----- Input data

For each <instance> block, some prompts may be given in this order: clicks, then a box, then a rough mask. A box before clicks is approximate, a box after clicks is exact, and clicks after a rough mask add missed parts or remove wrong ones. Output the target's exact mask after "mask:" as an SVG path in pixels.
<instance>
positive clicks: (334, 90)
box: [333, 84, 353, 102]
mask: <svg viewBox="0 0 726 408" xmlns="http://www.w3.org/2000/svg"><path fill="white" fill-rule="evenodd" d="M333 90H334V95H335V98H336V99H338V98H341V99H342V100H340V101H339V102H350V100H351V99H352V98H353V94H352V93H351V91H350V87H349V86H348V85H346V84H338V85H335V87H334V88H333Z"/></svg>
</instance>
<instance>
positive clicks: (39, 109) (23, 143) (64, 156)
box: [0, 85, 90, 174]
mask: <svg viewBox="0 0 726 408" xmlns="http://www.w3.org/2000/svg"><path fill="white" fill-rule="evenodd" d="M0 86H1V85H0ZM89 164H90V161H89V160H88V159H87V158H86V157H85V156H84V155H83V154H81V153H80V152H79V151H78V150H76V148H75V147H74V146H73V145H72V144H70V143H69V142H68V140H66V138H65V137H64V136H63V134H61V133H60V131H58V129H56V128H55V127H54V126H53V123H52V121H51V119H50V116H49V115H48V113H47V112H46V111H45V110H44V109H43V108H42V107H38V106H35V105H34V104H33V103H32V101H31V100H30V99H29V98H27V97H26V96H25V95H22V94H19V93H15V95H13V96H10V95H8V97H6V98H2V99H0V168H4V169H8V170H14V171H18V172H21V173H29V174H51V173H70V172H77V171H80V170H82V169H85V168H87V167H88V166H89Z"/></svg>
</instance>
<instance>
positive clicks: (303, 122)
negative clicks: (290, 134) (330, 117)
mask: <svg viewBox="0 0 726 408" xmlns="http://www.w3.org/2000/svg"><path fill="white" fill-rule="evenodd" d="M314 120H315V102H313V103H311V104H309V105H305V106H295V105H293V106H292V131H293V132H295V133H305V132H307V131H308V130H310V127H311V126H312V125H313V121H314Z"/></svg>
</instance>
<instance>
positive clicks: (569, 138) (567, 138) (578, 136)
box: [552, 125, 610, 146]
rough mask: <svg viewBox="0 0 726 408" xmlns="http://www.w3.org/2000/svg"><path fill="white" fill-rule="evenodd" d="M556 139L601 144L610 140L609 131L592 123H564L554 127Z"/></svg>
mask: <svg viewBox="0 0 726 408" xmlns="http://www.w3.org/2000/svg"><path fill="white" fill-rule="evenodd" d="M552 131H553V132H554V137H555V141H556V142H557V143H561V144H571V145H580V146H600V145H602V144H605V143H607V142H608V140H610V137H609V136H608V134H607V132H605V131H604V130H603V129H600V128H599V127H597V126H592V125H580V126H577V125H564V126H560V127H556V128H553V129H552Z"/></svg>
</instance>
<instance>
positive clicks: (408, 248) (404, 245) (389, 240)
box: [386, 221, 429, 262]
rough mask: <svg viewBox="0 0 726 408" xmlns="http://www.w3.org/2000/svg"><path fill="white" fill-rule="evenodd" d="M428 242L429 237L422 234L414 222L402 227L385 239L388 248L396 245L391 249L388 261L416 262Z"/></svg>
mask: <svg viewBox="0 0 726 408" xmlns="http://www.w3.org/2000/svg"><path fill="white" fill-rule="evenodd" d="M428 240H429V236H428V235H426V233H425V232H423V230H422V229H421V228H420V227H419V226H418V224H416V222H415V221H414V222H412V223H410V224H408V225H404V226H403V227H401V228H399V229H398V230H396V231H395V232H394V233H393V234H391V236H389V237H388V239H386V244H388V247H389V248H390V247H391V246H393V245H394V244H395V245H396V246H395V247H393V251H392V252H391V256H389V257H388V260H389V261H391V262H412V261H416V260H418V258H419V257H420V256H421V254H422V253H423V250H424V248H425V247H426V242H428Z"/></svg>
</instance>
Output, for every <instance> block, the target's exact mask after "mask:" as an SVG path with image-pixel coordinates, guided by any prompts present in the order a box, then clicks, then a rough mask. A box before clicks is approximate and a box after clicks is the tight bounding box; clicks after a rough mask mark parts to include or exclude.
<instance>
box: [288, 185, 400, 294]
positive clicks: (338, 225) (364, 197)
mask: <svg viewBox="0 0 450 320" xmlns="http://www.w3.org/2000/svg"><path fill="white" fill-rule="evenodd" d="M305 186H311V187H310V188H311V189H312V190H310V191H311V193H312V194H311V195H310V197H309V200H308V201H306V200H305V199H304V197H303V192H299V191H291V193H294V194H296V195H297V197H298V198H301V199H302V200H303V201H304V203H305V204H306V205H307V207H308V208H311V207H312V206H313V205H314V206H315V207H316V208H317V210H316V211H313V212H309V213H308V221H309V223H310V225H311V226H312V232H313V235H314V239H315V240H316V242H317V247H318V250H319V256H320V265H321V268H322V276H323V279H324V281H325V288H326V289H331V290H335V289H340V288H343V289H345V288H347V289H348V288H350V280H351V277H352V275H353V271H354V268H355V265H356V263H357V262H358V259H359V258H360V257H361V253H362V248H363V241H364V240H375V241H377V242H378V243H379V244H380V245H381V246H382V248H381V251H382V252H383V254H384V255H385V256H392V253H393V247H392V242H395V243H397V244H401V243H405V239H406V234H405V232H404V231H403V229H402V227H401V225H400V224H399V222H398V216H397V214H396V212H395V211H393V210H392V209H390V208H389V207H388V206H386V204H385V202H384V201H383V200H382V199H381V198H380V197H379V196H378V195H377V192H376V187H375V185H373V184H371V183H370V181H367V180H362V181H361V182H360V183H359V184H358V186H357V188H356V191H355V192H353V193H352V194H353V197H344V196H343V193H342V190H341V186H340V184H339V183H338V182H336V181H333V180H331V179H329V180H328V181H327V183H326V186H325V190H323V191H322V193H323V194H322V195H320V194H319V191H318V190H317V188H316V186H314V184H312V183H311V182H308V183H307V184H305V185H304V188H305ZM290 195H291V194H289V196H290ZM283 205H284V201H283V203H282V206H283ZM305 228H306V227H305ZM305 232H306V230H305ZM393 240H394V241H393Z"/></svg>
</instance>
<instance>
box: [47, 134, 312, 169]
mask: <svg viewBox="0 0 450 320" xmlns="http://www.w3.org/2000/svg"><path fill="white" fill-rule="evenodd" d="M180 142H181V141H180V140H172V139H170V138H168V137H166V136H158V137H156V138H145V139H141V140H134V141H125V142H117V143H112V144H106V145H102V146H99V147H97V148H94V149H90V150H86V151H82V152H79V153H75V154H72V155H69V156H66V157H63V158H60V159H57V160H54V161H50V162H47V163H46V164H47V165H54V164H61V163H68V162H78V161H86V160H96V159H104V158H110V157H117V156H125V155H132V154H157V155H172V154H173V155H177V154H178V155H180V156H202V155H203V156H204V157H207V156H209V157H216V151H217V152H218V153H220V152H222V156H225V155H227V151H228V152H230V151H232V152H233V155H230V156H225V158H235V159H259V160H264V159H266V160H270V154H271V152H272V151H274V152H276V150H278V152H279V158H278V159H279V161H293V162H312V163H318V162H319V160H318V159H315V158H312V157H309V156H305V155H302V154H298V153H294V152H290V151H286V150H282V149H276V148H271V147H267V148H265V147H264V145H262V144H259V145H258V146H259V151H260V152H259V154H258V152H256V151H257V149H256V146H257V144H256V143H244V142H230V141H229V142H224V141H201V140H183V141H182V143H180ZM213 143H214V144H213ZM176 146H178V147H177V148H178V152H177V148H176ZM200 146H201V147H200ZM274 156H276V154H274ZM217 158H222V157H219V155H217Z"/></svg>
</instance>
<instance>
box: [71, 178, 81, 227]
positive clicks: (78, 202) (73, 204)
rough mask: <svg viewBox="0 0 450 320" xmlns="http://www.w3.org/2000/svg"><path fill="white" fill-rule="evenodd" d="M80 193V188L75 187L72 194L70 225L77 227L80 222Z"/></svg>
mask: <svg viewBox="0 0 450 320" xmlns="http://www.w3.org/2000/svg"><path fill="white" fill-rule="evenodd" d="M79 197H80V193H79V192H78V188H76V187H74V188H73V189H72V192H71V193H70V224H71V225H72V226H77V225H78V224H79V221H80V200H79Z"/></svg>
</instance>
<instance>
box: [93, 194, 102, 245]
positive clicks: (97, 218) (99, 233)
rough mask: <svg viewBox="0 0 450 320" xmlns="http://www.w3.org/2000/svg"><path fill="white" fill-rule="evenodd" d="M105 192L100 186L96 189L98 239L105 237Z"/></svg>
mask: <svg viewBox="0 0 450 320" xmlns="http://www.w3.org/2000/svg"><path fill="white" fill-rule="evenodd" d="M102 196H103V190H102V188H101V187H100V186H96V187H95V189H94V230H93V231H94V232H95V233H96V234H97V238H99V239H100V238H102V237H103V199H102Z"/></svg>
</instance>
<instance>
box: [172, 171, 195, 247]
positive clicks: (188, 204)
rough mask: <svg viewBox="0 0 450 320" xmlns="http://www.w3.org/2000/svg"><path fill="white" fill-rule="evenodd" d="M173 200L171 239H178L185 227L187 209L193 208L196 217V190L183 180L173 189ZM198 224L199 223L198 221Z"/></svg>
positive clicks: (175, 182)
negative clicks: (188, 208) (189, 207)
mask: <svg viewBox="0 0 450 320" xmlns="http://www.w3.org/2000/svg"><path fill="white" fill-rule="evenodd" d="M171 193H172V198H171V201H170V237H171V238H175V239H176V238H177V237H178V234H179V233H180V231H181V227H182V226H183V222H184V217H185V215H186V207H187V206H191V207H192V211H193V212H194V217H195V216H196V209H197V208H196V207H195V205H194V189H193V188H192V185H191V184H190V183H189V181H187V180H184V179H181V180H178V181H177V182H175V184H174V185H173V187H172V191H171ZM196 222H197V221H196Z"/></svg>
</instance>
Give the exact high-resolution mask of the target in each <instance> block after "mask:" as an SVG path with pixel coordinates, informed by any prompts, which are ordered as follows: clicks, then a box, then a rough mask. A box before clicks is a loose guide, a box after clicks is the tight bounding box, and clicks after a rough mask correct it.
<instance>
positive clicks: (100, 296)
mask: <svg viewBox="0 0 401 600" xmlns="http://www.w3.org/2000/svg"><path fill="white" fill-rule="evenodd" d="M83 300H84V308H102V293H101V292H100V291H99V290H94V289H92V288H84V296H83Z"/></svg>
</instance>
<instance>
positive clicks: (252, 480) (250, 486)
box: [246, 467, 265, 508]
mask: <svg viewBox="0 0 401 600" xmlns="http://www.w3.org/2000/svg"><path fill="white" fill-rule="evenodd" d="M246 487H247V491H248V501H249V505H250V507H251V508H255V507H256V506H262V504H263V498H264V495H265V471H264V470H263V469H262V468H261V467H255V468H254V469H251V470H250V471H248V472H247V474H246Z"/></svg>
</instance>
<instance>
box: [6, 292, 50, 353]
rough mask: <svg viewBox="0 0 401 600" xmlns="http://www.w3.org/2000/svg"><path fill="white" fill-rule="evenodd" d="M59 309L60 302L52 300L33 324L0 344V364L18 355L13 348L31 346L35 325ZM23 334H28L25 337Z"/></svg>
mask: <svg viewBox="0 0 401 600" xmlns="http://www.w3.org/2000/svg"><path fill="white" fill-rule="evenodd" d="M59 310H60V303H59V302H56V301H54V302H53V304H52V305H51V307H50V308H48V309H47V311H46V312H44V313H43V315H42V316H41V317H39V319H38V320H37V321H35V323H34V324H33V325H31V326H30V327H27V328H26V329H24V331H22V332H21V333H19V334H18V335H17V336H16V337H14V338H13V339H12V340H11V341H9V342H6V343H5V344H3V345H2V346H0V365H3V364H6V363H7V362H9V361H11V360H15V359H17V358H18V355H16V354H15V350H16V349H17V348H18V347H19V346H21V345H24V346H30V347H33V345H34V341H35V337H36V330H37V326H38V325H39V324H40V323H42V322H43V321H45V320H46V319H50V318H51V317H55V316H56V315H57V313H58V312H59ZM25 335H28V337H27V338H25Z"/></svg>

----------

Problem requirements -> Where does the word "block" occur in the data? Copy every line that has it.

Reply ->
For each <instance> block, some prompts may be given in this order: clicks, then a box, then a rough mask. A box before clicks is approximate, a box after clicks is exact, and clicks after a rough mask add missed parts or remove wrong ones. Output the target's exact mask after "mask:" as an SVG path in pixels.
Output, for every <instance> block, the target's exact mask after "mask:" as an SVG path with image-pixel coordinates, guided by any prompts present in the order a box, then clicks, then a rough mask. A box before clicks is approximate and a box after clicks is the tight bounding box; clicks after a rough mask mark parts to include or exclude.
Give the exact high-resolution mask of the target in each <instance> block after "mask:" as an SVG path with pixel coordinates, informed by any prompts, which are ordered as follows: clicks, then a box, then a rough mask. A box before clicks is a loose guide, a box after clicks is the tight bounding box, and clicks after a rough mask correct it.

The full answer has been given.